* _EXERCICES_
A: Répondez brièvement à ces questions sur l'extrait de décision de justice :
(i) À quelle date la procédure a-t-elle été clôturée par ordonnance ?
(ii) Quelle somme la société Coriance affirme-t-elle avoir réglée aux sociétés Snef et Emig ?
(iii) Quel montant la société Coriance réclame-t-elle à la société Sondex pour procédure abusive ?
B: Veuillez reproduire à l'identique le passage de l'extrait de décision de justice allant de « Sur les autres » jusqu'à « offre de droit. » inclus.

* _PAGE_
◆ ◆ ◆

Sur les autres sommes sollicitées à tort par la société Coriance,

- confirmer le jugement déféré et débouter la société Coriance de ses demandes formulées à titre de dommages-intérêts,

- confirmer le jugement déféré et débouter la société Coriance de l'intégralité de ses demandes, fins et prétentions,

en tout état de cause,

- condamner la société Coriance au paiement de la somme de 25.000 euros au titre de l'article 700 du code de procédure civile,

- condamner la société Coriance aux entiers dépens, au profit du cabinet Lexavoué, avocat sur son offre de droit.

La procédure a été clôturée par ordonnance du 18 décembre 2020, les débats étant fixés au 26 janvier 2023.

Conformément aux dispositions de l'article 455 du code de procédure civile, la cour se réfère, pour un plus ample exposé des moyens et prétentions des parties, à leurs conclusions écrites précitées.

MOTIFS DE LA DÉCISION

A titre liminaire, la cour rappelle que les 'demandes' tendant à voir 'constater' ou tendant à ' voir dire et juger' lorsque celles-ci développent en réalité des moyens ne constituent pas des prétentions au sens de l'article 4 du code de procédure civile et ne saisissent pas la cour.

Il est précisé ensuite que le litige n'est pas soumis au nouveau droit des contrats issu de l'ordonnance du 10 février 2016 puisque le contrat litigieux est antérieur au 1er octobre 2016.

La société Coriance expose :

- que la société Sondex a fixé elle-même le montant du préjudice subi par sa cocontractante et qu'elle lui a imposé une réduction de prix en lieu et place d'une exécution forcée ou de dommages et intérêts à hauteur des préjudices réellement subis, que c'est donc à tort que le tribunal a retenu que la proposition de réduction de prix faite par la société Sondex devenait de fait le nouveau prix de vente de la commande.

- que la société Sondex a été défaillante dans l'exécution de la commande (retards de livraison et livraisons non conformes : pièces détachées au lieu de pièces assemblées) et a reconnu ses manquements puisqu'elle a appliqué une réduction de prix et évoqué dans ses correspondances les difficultés rencontrées,

- que le matériel n'a jamais été complètement livré ni assemblé par la société Sondex, que cela ressort des nombreux courriels échangés entre les parties et de l'absence de signature de sa part sur les bons de livraison, que contrairement à ce qu'affirme la société Sondex, il lui appartenait de fournir des skids complets (échangeurs et vannes) assemblés et non de simples échangeurs,

- qu'elle a du recourir aux services d'autres prestataires pour pallier la carence de la société Sondex, soit par recours aux sociétés Snef et Emig, pour terminer le travail non réalisé par la société Sondex et qu'elle justifie leur avoir réglé la somme de 184.864,52 euros HT,

- que contrairement à ce qu'affirme la société Sondex elle n'a pas revendu les matériels,

- qu'il y a lieu d'appliquer la clause de pénalités de retard compte tenu des retards de livraison reconnus par la société Sondex,

- qu'elle a passé de nombreuses heures à gérer le chantier et déployé des moyens pour assurer la continuité du service et que son préjudice à ce titre doit être évalué à la somme de 25.000 euros, qu'il y a également lieu de condamner la société Sondex à la somme de 75.000 euros pour procédure abusive.

◆ ◆ ◆

* _DONNÉES FOURNIES_

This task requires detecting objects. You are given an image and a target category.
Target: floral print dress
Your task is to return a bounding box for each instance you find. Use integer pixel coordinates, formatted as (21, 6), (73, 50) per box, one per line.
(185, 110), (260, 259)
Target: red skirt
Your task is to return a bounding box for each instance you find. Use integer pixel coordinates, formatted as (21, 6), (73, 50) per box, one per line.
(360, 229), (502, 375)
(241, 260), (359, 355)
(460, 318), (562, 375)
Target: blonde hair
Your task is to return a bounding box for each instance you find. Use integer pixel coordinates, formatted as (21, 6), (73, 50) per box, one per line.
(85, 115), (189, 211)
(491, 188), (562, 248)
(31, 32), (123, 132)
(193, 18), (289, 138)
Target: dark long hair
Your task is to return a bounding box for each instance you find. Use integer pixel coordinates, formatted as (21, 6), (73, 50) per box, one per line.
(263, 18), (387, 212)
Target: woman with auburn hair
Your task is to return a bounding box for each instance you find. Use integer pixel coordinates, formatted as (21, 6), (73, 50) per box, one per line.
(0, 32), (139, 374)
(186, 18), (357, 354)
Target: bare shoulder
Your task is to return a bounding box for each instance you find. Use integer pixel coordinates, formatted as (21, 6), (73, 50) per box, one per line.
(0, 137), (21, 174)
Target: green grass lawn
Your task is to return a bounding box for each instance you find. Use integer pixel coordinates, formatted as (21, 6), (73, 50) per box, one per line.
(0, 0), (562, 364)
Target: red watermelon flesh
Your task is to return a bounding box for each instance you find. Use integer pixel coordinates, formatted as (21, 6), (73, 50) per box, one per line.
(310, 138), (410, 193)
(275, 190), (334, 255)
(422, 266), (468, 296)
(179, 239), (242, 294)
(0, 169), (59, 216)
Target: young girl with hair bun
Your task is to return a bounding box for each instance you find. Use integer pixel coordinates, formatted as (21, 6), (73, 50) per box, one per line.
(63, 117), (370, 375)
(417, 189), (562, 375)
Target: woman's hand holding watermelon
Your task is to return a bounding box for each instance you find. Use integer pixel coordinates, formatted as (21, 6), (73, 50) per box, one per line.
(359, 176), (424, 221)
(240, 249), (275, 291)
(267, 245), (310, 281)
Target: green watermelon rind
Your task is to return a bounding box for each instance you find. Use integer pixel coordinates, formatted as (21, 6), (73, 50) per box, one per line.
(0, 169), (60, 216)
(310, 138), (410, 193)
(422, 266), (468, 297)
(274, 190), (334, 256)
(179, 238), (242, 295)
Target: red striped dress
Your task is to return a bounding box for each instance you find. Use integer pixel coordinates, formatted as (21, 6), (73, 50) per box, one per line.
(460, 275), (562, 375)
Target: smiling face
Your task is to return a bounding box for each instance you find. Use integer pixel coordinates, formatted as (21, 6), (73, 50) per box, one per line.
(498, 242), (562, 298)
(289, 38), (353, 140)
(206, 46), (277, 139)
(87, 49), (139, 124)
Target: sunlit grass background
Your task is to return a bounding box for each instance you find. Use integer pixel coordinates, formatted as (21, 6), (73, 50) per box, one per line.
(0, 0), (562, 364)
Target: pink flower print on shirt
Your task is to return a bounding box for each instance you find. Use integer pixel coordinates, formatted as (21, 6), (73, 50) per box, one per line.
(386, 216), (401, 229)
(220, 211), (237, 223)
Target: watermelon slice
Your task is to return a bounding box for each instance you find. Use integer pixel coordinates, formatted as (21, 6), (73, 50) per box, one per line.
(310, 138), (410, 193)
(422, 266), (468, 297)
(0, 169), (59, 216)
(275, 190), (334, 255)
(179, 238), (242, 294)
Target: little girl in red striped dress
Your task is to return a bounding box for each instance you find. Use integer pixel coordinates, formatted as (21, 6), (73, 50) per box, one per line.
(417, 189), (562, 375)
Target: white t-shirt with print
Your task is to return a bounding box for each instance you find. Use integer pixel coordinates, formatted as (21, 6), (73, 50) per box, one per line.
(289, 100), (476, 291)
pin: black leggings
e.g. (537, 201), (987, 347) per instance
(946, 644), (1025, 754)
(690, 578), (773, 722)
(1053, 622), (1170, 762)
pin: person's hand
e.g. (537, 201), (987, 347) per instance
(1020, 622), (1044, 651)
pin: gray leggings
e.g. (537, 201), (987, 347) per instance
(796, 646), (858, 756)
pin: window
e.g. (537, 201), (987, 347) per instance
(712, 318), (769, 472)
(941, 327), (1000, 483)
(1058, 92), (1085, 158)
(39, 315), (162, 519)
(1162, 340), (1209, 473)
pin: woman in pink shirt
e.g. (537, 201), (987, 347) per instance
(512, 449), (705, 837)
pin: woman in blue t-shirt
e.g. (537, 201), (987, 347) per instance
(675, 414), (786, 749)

◆ ◆ ◆

* _RÉPONSES ATTENDUES_
A:
(i) Le 18 décembre 2020.
(ii) 184.864,52 euros HT.
(iii) 75.000 euros.

B:
Sur les autres sommes sollicitées à tort par la société Coriance,

- confirmer le jugement déféré et débouter la société Coriance de ses demandes formulées à titre de dommages-intérêts,

- confirmer le jugement déféré et débouter la société Coriance de l'intégralité de ses demandes, fins et prétentions,

en tout état de cause,

- condamner la société Coriance au paiement de la somme de 25.000 euros au titre de l'article 700 du code de procédure civile,

- condamner la société Coriance aux entiers dépens, au profit du cabinet Lexavoué, avocat sur son offre de droit.